_Directions for this task:_ Convert every line of the material below into a Markdown table with the columns Row and Line. Give each line its row number and skip any blank lines.

_Records supplied:_
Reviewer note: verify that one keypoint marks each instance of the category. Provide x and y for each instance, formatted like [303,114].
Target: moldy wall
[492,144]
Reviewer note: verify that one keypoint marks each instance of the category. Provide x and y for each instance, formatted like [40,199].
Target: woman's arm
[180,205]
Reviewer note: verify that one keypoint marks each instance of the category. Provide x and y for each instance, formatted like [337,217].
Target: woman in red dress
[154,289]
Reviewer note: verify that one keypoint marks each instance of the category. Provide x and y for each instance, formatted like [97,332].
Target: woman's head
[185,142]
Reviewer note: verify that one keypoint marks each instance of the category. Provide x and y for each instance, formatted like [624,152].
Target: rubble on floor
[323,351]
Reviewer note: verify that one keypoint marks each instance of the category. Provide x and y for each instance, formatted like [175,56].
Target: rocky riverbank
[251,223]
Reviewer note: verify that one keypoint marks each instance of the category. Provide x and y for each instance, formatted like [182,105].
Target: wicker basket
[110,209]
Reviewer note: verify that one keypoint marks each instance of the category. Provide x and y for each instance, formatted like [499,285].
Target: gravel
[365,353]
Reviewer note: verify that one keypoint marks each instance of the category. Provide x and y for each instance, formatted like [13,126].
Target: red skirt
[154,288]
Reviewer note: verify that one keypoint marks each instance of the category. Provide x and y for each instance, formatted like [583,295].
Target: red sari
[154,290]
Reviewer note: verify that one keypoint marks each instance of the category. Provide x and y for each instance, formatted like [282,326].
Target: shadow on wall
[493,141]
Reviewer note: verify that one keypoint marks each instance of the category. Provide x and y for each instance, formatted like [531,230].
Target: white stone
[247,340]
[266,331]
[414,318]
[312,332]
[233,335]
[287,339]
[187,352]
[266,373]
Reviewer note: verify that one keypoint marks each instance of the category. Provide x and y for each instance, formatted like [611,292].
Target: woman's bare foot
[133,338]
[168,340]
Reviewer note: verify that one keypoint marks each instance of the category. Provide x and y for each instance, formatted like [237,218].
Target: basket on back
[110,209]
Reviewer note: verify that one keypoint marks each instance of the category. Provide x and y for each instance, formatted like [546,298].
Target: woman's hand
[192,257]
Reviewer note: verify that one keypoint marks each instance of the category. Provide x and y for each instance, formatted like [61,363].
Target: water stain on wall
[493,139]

_Correct result:_
| Row | Line |
|---|---|
| 1 | Reviewer note: verify that one keypoint marks each instance of the category. Provide x and y for each instance, formatted like [303,114]. |
| 2 | Target: moldy wall |
| 3 | [492,144] |
| 4 | Reviewer note: verify that one keypoint marks each instance of the category. Provide x and y for each instance, formatted like [40,199]. |
| 5 | Target: woman's arm |
| 6 | [180,205] |
| 7 | Reviewer note: verify that one keypoint marks each instance of the category. Provide x and y for each instance, formatted like [337,217]. |
| 8 | Target: woman in red dress |
| 9 | [154,289] |
| 10 | Reviewer note: verify that one keypoint marks each instance of the category. Provide x and y for each instance, formatted like [97,332]. |
| 11 | Target: woman's head |
| 12 | [185,142] |
| 13 | Reviewer note: verify that one keypoint marks each instance of the category. Provide x and y for each instance, formatted like [624,152]. |
| 14 | Target: rubble on floor |
| 15 | [323,351] |
| 16 | Reviewer note: verify that one keypoint marks each instance of the category. Provide x and y for each instance, formatted like [175,56]. |
| 17 | Target: rocky riverbank |
| 18 | [251,223] |
| 19 | Reviewer note: verify that one keypoint marks each instance of the category. Provide x and y for each instance, formatted like [182,105]. |
| 20 | Target: wicker basket |
| 21 | [110,209] |
| 22 | Reviewer note: verify that one keypoint marks each instance of the category. Provide x and y for each instance, formatted like [499,285]. |
| 23 | Target: gravel |
| 24 | [365,353] |
| 25 | Reviewer note: verify that one keypoint marks each instance of the category. Provide x and y for each instance, formatted like [13,126]. |
| 26 | Target: red skirt |
| 27 | [154,288] |
| 28 | Reviewer note: verify that one keypoint marks each instance of the category. Provide x and y for each instance, formatted like [583,295]. |
| 29 | Target: red sari |
| 30 | [154,290] |
| 31 | Reviewer note: verify that one keypoint marks each instance of the category. Provide x and y for each instance, formatted like [282,326]. |
| 32 | Target: shadow on wall |
| 33 | [493,141] |
| 34 | Reviewer note: verify that one keypoint marks each instance of the category. Provide x and y for each instance, formatted like [531,230]. |
| 35 | Target: white stone |
| 36 | [247,340] |
| 37 | [266,331] |
| 38 | [414,318] |
| 39 | [312,332] |
| 40 | [233,335] |
| 41 | [287,339] |
| 42 | [187,352] |
| 43 | [266,373] |
| 44 | Reviewer note: verify that one keypoint marks each instance of the category. Provide x and y for each instance, formatted like [611,292]. |
| 45 | Target: woman's bare foot |
| 46 | [133,338] |
| 47 | [168,340] |
| 48 | Reviewer note: verify that one keypoint marks each instance of the category. Provide x and y for each instance, formatted like [237,218]. |
| 49 | Target: basket on back |
| 50 | [110,209] |
| 51 | Reviewer note: verify that one keypoint marks each instance of the category. Provide x and y for each instance, formatted like [546,298]. |
| 52 | Target: woman's hand |
| 53 | [192,257] |
| 54 | Reviewer note: verify that one keypoint marks each instance of the category. Provide x and y for each instance, formatted like [61,363]. |
| 55 | Target: water stain on wall |
| 56 | [493,139] |